# [Exercícios propostos]
- 1) De acordo com o trecho sobre o filme Entre os Muros da Escola, de onde e por qual meio o realizador conversou com Zero Hora?
- 2) Repita fielmente a parte do trecho sobre o filme que se inicia com as palavras que contêm "Laurent Cantet –" e se encerra com "indisciplinado da turma)".

# [Trecho para leitura]
»»

Acompanhe a entrevista abaixo sobre o filme: Entre Os Muros
da Escola
Laurent
Cantet sabe que Entre os Muros da Escola é a sua
obra-prima.Com a língua bretã treinada desde que deu início
à correria, o realizador conversou com Zero Hora por
telefone desde a capital paulista. Além de falar sobre
educação com a experiência de quem ouviu relatos de centenas
de alunos da periferia de Paris – de onde saíram muitas das
histórias de Entre os Muros, sempre protagonizadas pelos
próprios estudantes –, Cantet também conta, a seguir,
detalhes da produção deste grande filme, desde o encontro
fortuito no qual conheceu Bégaudeau até a
consagração que tem obtido onde quer que o longa seja
exibido.
Zero Hora – François Bégaudeau é autor do livro,
coroteirista e protagonista de Entre os Muros da Escola.
Certamente tem participação importante na autoria do filme.
A ideia da adaptação foi sua ou dele?
Laurent Cantet – Eu estava escrevendo o roteiro de
um filme que se passava numa escola e contava uma história
parecida com a de Suleymane (aluno originário de Mali que,
no filme Entre os Muros, é o mais indisciplinado da turma)

««

# [Registros fornecidos]
»»

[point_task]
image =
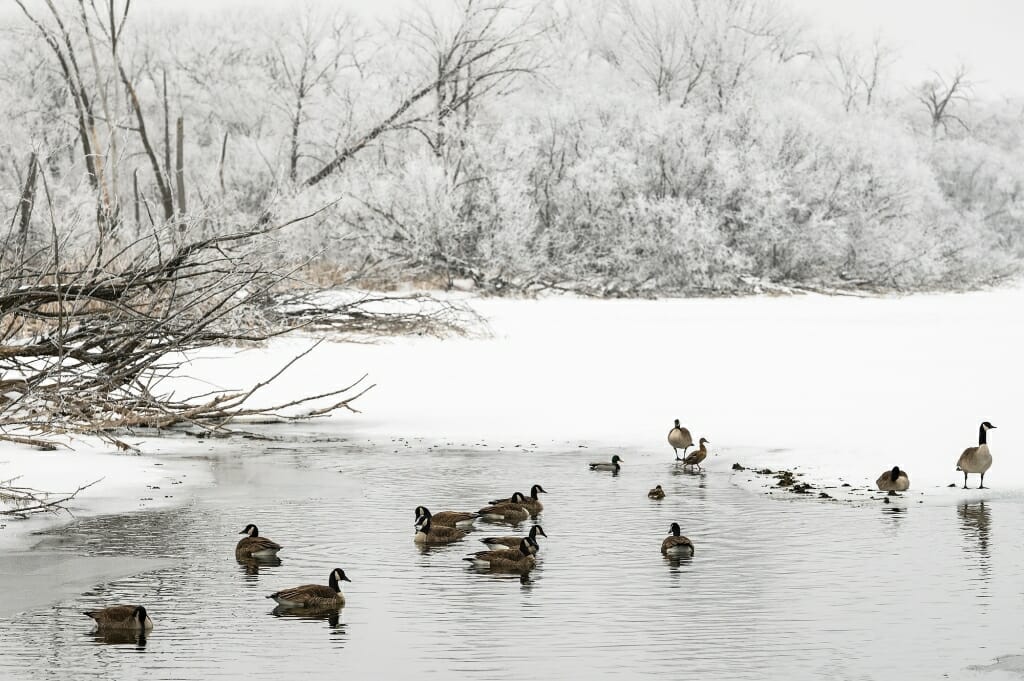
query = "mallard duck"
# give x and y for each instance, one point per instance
(508, 560)
(255, 546)
(500, 543)
(532, 503)
(464, 519)
(894, 480)
(977, 459)
(604, 465)
(132, 618)
(698, 456)
(513, 510)
(314, 595)
(679, 438)
(427, 533)
(675, 544)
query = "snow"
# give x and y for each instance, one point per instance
(841, 388)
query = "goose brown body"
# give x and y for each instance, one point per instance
(129, 618)
(676, 544)
(254, 545)
(427, 533)
(894, 480)
(680, 438)
(531, 503)
(314, 596)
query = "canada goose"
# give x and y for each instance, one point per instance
(427, 533)
(132, 618)
(499, 543)
(603, 465)
(977, 459)
(532, 503)
(462, 519)
(894, 480)
(698, 456)
(513, 510)
(675, 544)
(314, 595)
(508, 560)
(679, 438)
(254, 545)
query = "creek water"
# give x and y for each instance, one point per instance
(795, 588)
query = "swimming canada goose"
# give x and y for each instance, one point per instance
(532, 503)
(508, 560)
(499, 543)
(679, 438)
(314, 595)
(254, 545)
(603, 465)
(464, 519)
(675, 544)
(977, 459)
(427, 533)
(513, 510)
(894, 480)
(698, 456)
(133, 618)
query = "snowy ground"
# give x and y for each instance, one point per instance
(841, 387)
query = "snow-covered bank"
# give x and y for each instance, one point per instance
(127, 482)
(842, 387)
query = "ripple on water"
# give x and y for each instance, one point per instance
(795, 588)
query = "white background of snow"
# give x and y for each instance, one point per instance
(847, 387)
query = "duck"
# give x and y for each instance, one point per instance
(698, 456)
(894, 480)
(427, 533)
(500, 543)
(679, 438)
(513, 510)
(675, 544)
(604, 465)
(462, 519)
(532, 503)
(977, 459)
(255, 546)
(314, 596)
(508, 560)
(131, 618)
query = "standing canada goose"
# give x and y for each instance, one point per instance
(427, 533)
(894, 480)
(675, 544)
(977, 459)
(255, 546)
(508, 560)
(603, 465)
(679, 438)
(314, 595)
(532, 503)
(133, 618)
(698, 456)
(513, 510)
(500, 543)
(464, 519)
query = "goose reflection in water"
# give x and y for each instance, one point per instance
(331, 615)
(251, 565)
(975, 523)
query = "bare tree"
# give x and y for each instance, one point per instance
(941, 95)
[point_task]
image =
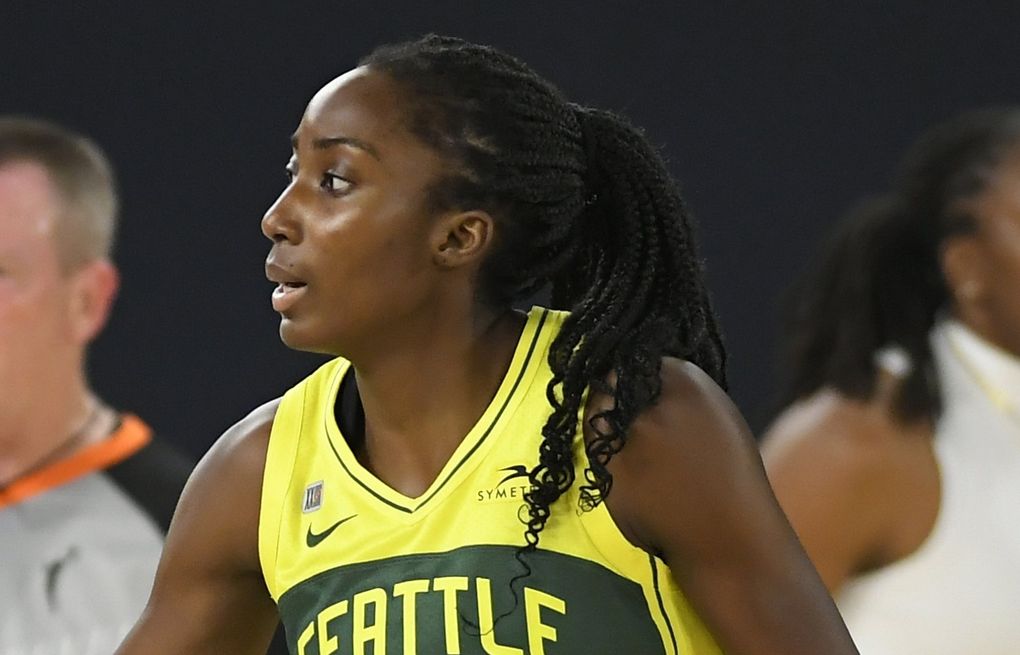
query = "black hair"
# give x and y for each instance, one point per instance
(583, 204)
(878, 281)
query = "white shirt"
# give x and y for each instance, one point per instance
(960, 592)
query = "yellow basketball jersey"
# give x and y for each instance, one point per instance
(358, 567)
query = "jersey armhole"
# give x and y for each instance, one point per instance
(276, 477)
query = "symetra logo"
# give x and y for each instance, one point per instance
(312, 540)
(507, 489)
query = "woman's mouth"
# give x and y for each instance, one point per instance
(286, 294)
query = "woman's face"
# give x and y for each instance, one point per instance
(985, 275)
(351, 230)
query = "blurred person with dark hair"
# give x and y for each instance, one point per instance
(86, 492)
(898, 457)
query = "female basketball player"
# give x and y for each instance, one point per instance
(899, 463)
(430, 491)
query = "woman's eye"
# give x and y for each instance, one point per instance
(335, 184)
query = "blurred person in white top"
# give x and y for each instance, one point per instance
(897, 456)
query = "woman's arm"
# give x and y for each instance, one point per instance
(861, 490)
(690, 487)
(209, 595)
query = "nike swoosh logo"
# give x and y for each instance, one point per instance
(313, 540)
(517, 470)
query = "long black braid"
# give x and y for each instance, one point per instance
(583, 204)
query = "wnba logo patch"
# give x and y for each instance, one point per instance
(313, 497)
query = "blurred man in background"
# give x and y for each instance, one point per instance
(86, 492)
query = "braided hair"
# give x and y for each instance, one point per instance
(584, 206)
(879, 282)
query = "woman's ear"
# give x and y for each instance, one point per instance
(965, 269)
(462, 239)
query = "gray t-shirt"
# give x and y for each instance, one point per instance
(78, 560)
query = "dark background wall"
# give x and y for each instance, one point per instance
(774, 115)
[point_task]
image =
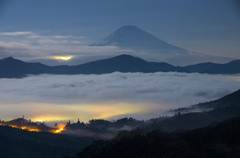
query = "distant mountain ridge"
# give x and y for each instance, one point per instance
(132, 37)
(13, 68)
(146, 45)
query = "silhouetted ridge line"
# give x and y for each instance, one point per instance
(13, 68)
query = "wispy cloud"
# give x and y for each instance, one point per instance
(31, 45)
(15, 33)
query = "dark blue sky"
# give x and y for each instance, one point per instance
(208, 26)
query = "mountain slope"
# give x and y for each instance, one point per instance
(221, 140)
(132, 37)
(13, 68)
(212, 68)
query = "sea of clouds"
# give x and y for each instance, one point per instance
(172, 89)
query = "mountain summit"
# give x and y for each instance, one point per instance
(132, 37)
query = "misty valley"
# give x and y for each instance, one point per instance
(119, 79)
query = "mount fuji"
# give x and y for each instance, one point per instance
(150, 47)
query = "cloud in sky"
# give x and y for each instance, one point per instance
(30, 45)
(15, 33)
(102, 96)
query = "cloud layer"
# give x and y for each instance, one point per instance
(118, 93)
(28, 45)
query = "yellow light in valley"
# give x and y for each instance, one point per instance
(63, 57)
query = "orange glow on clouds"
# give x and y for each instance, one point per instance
(52, 113)
(59, 129)
(63, 57)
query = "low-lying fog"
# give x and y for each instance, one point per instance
(143, 96)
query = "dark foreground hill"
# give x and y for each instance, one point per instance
(16, 143)
(13, 68)
(218, 140)
(221, 109)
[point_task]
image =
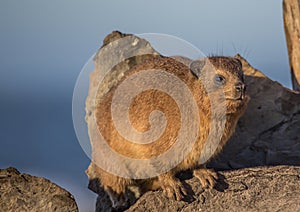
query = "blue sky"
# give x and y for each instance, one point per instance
(45, 44)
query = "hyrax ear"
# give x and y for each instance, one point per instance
(197, 66)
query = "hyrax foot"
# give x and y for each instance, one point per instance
(173, 188)
(119, 201)
(207, 177)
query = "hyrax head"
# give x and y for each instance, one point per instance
(221, 77)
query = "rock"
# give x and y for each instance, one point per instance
(291, 14)
(251, 189)
(267, 135)
(22, 192)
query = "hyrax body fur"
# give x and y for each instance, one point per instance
(215, 82)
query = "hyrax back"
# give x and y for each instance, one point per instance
(217, 86)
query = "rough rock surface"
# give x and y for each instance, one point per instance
(268, 134)
(22, 192)
(251, 189)
(291, 15)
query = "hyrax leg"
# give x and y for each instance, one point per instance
(116, 189)
(172, 187)
(206, 176)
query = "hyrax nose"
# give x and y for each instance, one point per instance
(240, 87)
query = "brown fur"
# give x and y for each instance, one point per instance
(150, 100)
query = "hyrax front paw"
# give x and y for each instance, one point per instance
(208, 178)
(173, 188)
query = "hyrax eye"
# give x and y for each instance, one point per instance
(219, 79)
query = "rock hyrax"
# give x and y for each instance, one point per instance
(220, 87)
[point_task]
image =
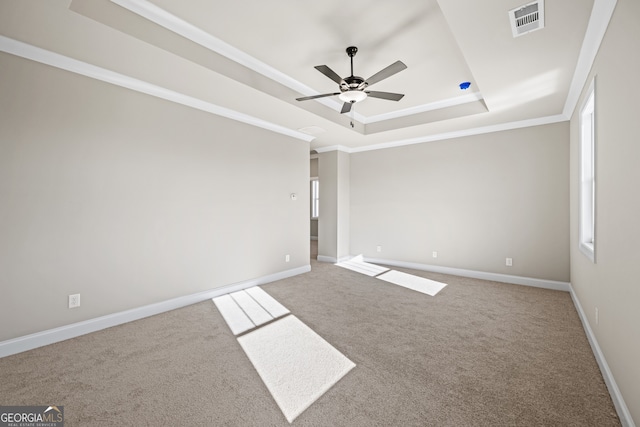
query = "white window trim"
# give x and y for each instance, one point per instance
(587, 211)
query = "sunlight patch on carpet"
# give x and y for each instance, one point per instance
(296, 364)
(358, 265)
(236, 319)
(409, 281)
(249, 308)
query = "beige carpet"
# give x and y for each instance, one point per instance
(480, 354)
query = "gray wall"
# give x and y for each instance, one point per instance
(130, 200)
(612, 284)
(313, 172)
(475, 200)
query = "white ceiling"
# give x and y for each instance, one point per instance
(254, 58)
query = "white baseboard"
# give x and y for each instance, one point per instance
(614, 391)
(50, 336)
(496, 277)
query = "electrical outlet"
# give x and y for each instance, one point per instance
(74, 301)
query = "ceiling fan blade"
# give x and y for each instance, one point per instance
(329, 73)
(385, 95)
(396, 67)
(306, 98)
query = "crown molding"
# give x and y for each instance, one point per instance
(167, 20)
(342, 148)
(66, 63)
(451, 102)
(450, 135)
(596, 29)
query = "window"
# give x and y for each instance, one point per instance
(588, 176)
(315, 197)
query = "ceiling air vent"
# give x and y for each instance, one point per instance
(527, 18)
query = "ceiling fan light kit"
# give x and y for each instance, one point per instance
(352, 88)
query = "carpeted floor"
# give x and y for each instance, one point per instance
(478, 354)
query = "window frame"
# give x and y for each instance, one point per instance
(587, 211)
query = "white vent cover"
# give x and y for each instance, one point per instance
(527, 18)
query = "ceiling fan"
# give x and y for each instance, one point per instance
(352, 88)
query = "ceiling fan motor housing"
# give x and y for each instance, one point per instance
(353, 83)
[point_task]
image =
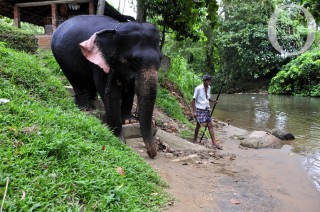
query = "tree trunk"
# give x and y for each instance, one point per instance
(141, 12)
(100, 8)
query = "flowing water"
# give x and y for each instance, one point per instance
(297, 115)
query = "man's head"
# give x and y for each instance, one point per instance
(207, 77)
(206, 80)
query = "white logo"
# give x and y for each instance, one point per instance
(272, 30)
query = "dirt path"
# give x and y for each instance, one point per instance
(235, 179)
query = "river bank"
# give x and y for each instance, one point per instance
(234, 179)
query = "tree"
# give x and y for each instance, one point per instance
(242, 37)
(181, 17)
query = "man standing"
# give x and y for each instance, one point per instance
(201, 108)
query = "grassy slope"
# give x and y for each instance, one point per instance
(54, 154)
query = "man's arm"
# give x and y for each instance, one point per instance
(194, 107)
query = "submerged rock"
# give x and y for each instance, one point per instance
(283, 135)
(261, 139)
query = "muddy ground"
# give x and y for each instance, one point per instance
(232, 179)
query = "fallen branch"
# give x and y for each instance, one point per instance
(5, 194)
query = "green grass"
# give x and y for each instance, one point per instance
(54, 153)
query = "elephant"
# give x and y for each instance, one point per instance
(117, 60)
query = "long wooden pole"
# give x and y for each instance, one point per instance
(214, 106)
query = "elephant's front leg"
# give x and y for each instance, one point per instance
(127, 101)
(112, 103)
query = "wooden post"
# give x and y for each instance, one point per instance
(54, 16)
(16, 15)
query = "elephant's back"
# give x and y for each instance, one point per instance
(79, 28)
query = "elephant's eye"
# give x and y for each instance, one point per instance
(122, 60)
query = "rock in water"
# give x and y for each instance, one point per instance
(281, 134)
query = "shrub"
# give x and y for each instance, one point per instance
(300, 76)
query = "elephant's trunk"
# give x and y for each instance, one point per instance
(147, 91)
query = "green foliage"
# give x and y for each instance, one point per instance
(313, 6)
(242, 39)
(170, 105)
(58, 158)
(182, 16)
(184, 78)
(299, 77)
(17, 38)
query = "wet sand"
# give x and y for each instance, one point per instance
(240, 180)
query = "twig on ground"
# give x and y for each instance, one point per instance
(5, 194)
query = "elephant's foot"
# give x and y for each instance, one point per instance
(151, 149)
(129, 120)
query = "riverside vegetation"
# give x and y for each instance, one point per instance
(56, 157)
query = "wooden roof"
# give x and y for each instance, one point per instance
(38, 12)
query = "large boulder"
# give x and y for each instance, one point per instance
(281, 134)
(261, 139)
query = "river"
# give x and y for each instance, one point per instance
(297, 115)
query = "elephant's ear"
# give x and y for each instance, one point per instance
(92, 52)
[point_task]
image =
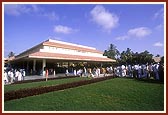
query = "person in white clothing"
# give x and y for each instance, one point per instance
(5, 77)
(16, 75)
(20, 76)
(11, 76)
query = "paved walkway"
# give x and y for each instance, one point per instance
(32, 77)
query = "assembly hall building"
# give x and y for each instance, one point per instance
(58, 55)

««

# [Respostas dos exercícios]
- 1) Por telefone, desde a capital paulista.

- 2)
Laurent Cantet – Eu estava escrevendo o roteiro de
um filme que se passava numa escola e contava uma história
parecida com a de Suleymane (aluno originário de Mali que,
no filme Entre os Muros, é o mais indisciplinado da turma)